**** MATERIAL TO PROCESS

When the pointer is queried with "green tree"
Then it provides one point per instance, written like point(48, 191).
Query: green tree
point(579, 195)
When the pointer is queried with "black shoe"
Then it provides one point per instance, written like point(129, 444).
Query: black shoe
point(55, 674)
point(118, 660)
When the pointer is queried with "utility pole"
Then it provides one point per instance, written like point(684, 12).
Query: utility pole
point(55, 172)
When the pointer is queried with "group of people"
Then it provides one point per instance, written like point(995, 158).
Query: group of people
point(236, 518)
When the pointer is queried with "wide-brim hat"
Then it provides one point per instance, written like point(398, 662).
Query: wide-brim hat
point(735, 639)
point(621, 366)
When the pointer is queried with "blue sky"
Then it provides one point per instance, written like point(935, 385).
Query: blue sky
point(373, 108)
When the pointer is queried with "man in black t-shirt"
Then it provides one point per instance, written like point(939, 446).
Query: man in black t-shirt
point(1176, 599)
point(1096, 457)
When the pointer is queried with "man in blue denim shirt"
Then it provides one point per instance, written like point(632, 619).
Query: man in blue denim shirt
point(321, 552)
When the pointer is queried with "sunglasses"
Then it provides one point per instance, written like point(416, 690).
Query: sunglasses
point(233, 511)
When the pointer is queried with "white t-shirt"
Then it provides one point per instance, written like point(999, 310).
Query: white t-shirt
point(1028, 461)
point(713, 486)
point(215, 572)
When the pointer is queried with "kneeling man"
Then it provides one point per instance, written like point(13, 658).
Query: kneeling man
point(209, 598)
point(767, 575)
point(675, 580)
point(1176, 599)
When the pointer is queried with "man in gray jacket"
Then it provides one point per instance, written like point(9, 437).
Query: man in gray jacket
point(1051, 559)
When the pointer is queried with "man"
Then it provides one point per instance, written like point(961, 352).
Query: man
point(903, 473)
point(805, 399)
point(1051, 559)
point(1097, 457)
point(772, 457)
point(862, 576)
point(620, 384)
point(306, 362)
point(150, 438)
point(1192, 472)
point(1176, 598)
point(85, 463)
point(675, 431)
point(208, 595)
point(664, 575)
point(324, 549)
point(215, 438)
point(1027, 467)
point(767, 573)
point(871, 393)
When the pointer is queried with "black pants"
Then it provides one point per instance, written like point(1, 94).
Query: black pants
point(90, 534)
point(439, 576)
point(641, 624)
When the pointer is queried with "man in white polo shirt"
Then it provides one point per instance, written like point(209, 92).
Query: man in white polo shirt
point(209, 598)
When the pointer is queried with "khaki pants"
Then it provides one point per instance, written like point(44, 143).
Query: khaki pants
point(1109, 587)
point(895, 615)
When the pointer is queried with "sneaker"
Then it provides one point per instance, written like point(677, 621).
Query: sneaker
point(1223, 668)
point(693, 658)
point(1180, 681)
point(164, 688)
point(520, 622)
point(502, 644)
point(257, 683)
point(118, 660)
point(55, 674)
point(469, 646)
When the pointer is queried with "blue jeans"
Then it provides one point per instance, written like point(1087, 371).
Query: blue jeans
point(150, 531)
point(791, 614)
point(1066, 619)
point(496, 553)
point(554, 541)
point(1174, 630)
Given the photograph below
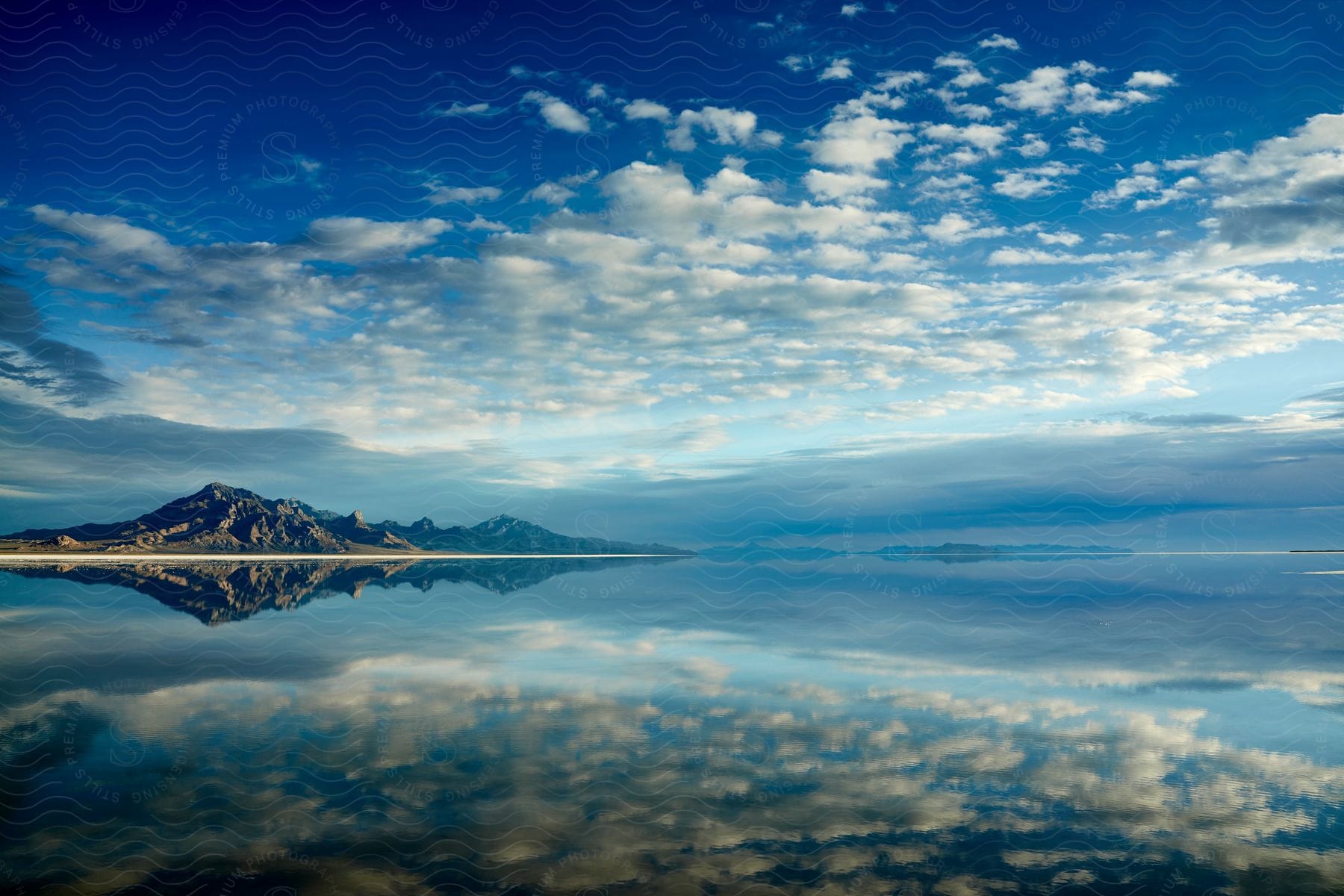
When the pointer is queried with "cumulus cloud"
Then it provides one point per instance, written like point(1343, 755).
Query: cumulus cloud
point(956, 228)
point(999, 42)
point(724, 127)
point(441, 193)
point(1051, 89)
point(557, 113)
point(638, 109)
point(839, 69)
point(859, 141)
point(1028, 183)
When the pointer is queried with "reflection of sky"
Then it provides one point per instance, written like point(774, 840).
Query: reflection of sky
point(786, 724)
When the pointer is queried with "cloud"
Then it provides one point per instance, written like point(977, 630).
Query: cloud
point(1144, 188)
point(640, 109)
point(828, 184)
point(839, 69)
point(1028, 183)
point(557, 113)
point(1055, 87)
point(361, 238)
point(859, 141)
point(441, 193)
point(558, 193)
point(1144, 80)
point(458, 109)
point(1082, 139)
point(956, 228)
point(42, 368)
point(1033, 147)
point(724, 127)
point(999, 42)
point(1060, 238)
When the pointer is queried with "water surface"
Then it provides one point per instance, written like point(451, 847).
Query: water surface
point(846, 726)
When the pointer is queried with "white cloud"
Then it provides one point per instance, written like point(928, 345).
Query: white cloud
point(1145, 190)
point(859, 141)
point(830, 184)
point(638, 109)
point(725, 127)
point(1060, 238)
point(1142, 80)
point(900, 80)
point(1033, 147)
point(999, 42)
point(1053, 87)
point(458, 109)
point(1027, 183)
point(1082, 139)
point(441, 193)
point(1041, 257)
point(956, 228)
point(557, 113)
point(839, 69)
point(351, 238)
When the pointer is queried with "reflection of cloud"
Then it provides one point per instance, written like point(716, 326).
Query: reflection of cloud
point(534, 788)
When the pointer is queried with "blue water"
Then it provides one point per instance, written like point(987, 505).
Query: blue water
point(850, 726)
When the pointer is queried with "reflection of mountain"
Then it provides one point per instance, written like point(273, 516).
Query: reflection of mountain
point(223, 519)
point(221, 591)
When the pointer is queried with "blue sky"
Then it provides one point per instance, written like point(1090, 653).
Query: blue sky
point(718, 270)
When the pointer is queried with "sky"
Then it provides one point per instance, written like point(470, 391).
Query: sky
point(844, 273)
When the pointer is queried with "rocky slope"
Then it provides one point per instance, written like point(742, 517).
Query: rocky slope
point(221, 519)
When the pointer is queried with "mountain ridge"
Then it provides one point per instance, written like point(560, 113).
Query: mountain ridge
point(223, 519)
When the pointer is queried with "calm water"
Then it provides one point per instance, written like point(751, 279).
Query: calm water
point(850, 726)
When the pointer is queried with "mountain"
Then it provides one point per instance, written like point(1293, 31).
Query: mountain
point(221, 519)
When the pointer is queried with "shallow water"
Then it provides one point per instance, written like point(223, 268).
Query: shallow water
point(846, 726)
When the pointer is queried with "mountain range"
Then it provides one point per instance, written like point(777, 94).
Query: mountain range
point(222, 519)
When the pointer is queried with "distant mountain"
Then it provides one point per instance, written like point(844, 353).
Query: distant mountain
point(221, 519)
point(228, 591)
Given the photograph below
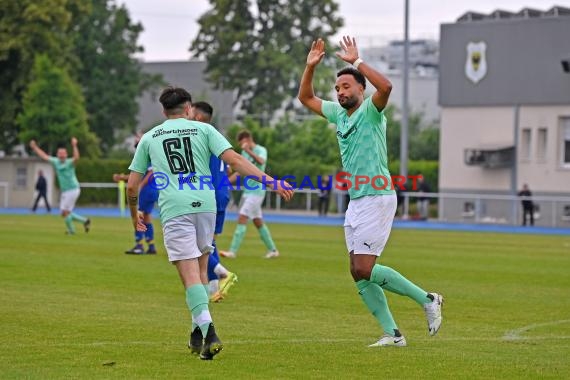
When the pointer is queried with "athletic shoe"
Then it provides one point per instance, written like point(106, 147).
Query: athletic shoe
point(227, 282)
point(196, 341)
point(433, 313)
point(228, 254)
point(136, 250)
point(272, 254)
point(388, 340)
point(87, 225)
point(216, 297)
point(212, 344)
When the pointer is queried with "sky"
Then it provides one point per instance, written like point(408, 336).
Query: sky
point(170, 25)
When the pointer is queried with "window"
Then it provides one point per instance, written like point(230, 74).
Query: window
point(566, 141)
point(525, 144)
point(21, 177)
point(541, 144)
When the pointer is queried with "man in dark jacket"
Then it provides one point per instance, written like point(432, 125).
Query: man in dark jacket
point(41, 187)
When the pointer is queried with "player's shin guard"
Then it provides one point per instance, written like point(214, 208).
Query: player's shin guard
point(149, 233)
point(197, 301)
point(266, 238)
point(374, 298)
point(69, 224)
point(393, 281)
point(238, 237)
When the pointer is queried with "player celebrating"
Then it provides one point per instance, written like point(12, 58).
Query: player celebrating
point(68, 183)
point(361, 134)
point(253, 196)
point(180, 150)
point(220, 279)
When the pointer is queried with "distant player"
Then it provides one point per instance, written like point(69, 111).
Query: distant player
point(148, 196)
point(180, 151)
point(221, 280)
point(68, 183)
point(361, 135)
point(252, 199)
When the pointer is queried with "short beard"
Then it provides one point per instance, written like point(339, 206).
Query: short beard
point(350, 103)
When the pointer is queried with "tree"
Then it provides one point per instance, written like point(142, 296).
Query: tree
point(53, 110)
point(111, 77)
point(29, 27)
point(258, 48)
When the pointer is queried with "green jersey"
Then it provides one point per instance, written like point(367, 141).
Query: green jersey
point(65, 172)
point(362, 141)
point(254, 187)
point(180, 150)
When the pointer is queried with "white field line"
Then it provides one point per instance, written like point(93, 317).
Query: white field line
point(516, 333)
point(279, 341)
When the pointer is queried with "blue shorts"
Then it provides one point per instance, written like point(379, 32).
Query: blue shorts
point(220, 217)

********

**PROBLEM REQUIREMENTS**
Retype the entries exactly from the first line, stopping after the line with "like point(416, 690).".

**SOLUTION TO THIS EXERCISE**
When the pointer is queried with "green tree"
Then it provides one point per instance, written like point(48, 191).
Query: green tree
point(579, 195)
When the pointer is queried with "black shoe"
Then it provides one point per instance, written like point(129, 444).
Query: black shoe
point(55, 674)
point(118, 660)
When the pointer is queried with "utility pole"
Then it provides one point per instance, written like point(684, 12).
Query: utility pole
point(55, 172)
When the pointer is queried with "group of people"
Then it provides one point per instance, written like point(995, 158).
Query: group of people
point(236, 518)
When the pointer is queried with "wide-brim hat"
Then it provides one point per instance, written like point(398, 662).
Query: wide-brim hat
point(735, 639)
point(621, 366)
When the pointer is queried with "blue sky"
Then it provides one point per instance, written like point(935, 385).
Query: blue sky
point(373, 108)
When the pointer is queried with "man in black t-shirt"
Then it provides one point per instance, written like point(939, 446).
Query: man in black t-shirt
point(1176, 599)
point(1096, 457)
When the pointer is queried with "man in blue denim shirt"
Then it provides one point per instance, written like point(632, 619).
Query: man in blue denim shirt
point(321, 552)
When the pointer is queried with "sunglasses"
Then it provides one point per instance, written like point(416, 690).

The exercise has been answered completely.